## Start TEXT EXCERPT

I eventually decided that I was restricting myself with the criteria and got rid of them (no doubt in some dramatic fashion such as lighting a candle and setting them on fire, as you do), but as the years rolled on and I started to encounter more than my fair share of crazy men, I introduced, revised and deleted numerous criteria for who I would and wouldn’t date, always with good reason.

The criteria have, at various times, included (I assure you there is a true story behind every one!): No facial hair – no smoking – must have stable job – must have any job – must be a tradie (followed quickly by) – must not be a tradie – must not hate women – must wear pyjamas to bed – must have siblings – must have good grammar – must be able to differentiate between there, their and they’re – must have a degree – must have a passion – must make more money than me – must make a grand gesture – must be good at fixing things… Needless to say, I’ve gotten a little carried away with it at various times and I’ve occasionally needed a friend to remind me of who I should and should not actually be dating.

## End TEXT EXCERPT

● **TO-DO LIST**
1) From the passage on dating criteria, list every criterion that mentions a job or being a tradie.
2) According to the passage on dating criteria, why did the writer keep introducing, revising and deleting criteria over the years? Answer in one to three sentences.
3) Write the next few sentences of the passage on dating criteria, picking up after its last sentence.

## Start DATASET ROWS

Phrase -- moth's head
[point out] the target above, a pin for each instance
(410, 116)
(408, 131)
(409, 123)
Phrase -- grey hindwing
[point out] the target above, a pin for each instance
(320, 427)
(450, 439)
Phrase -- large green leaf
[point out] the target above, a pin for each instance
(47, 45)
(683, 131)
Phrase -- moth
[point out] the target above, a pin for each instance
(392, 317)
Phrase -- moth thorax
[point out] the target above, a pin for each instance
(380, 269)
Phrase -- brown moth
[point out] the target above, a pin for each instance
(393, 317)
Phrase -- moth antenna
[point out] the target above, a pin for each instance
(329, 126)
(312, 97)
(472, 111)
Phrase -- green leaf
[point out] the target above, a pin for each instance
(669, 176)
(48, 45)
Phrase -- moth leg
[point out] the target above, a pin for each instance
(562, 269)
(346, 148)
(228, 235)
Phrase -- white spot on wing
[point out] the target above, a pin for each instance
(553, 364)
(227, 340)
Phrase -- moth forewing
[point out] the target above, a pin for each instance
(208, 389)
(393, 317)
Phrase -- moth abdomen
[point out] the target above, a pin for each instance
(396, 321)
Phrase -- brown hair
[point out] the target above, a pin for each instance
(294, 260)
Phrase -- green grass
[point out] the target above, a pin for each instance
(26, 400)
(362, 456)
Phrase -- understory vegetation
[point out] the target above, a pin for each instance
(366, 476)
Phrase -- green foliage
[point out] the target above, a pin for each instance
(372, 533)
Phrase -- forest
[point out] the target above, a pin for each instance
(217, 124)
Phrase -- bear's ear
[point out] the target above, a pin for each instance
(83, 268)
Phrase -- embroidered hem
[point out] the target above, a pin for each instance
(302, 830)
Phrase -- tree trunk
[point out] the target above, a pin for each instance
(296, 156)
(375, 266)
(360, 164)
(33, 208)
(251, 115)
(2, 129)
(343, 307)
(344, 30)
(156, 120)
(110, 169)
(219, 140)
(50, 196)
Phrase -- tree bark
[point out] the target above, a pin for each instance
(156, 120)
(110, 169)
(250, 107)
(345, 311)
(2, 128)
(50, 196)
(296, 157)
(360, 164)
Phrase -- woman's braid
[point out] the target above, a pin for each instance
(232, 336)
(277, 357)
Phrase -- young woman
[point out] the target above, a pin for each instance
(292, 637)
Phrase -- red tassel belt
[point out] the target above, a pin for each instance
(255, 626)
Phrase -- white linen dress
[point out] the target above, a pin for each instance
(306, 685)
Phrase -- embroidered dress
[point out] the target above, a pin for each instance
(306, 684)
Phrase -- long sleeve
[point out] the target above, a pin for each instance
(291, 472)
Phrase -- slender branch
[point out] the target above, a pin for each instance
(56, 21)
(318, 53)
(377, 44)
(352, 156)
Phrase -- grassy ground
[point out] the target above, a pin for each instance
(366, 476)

## End DATASET ROWS

● **RESPONSES TO THE EXERCISE**
1)
- must have stable job
- must have any job
- must be a tradie
- must not be a tradie

2) As the years went on, the writer began to encounter more than a fair share of crazy men. Each change to the criteria was made for that reason.

3)
For the past few years I have been living an almost criteria-free life and it is actually working out well for me. I enjoy dating, and although I’m still a disaster, I’ve come to appreciate the random experiences and life lessons that it can bring. And really, as long as you still have both your kidneys at the end of the evening, it can’t have been too bad.

Alas, my criteria-free life came crashing down the other day when I realised that there are still some things that are not negotiable, for example – I will not date a boy who wears flood pants.

I was walking through Flinders Street station over the Christmas break when I got stuck behind a guy wearing a pair of beige flood pants. It wasn’t particularly warm and it was most definitely not flooding and the sight totally threw me.

I am definitely not someone who judges men for how they dress, I actually wouldn’t know what is fashionable for the opposite sex if it hit me on the head, however until last week I thought we had been freed from the clutches of such a horrendous clothing item in the late 1990’s.

Now, let me reiterate that I am not talking about rolled up jeans, they are a whole different kettle of fish, but straight leg, chino-looking material man-pants that finish above the ankle.

Being short, I’ve always had a slight fear of this ridiculous excuse for clothing. Flood pants on me are simply pants that don’t need to have 3 metres cut off the bottom of them to fit, but they never look quite right and I don’t condone flood pants on anyone, let alone a potential date.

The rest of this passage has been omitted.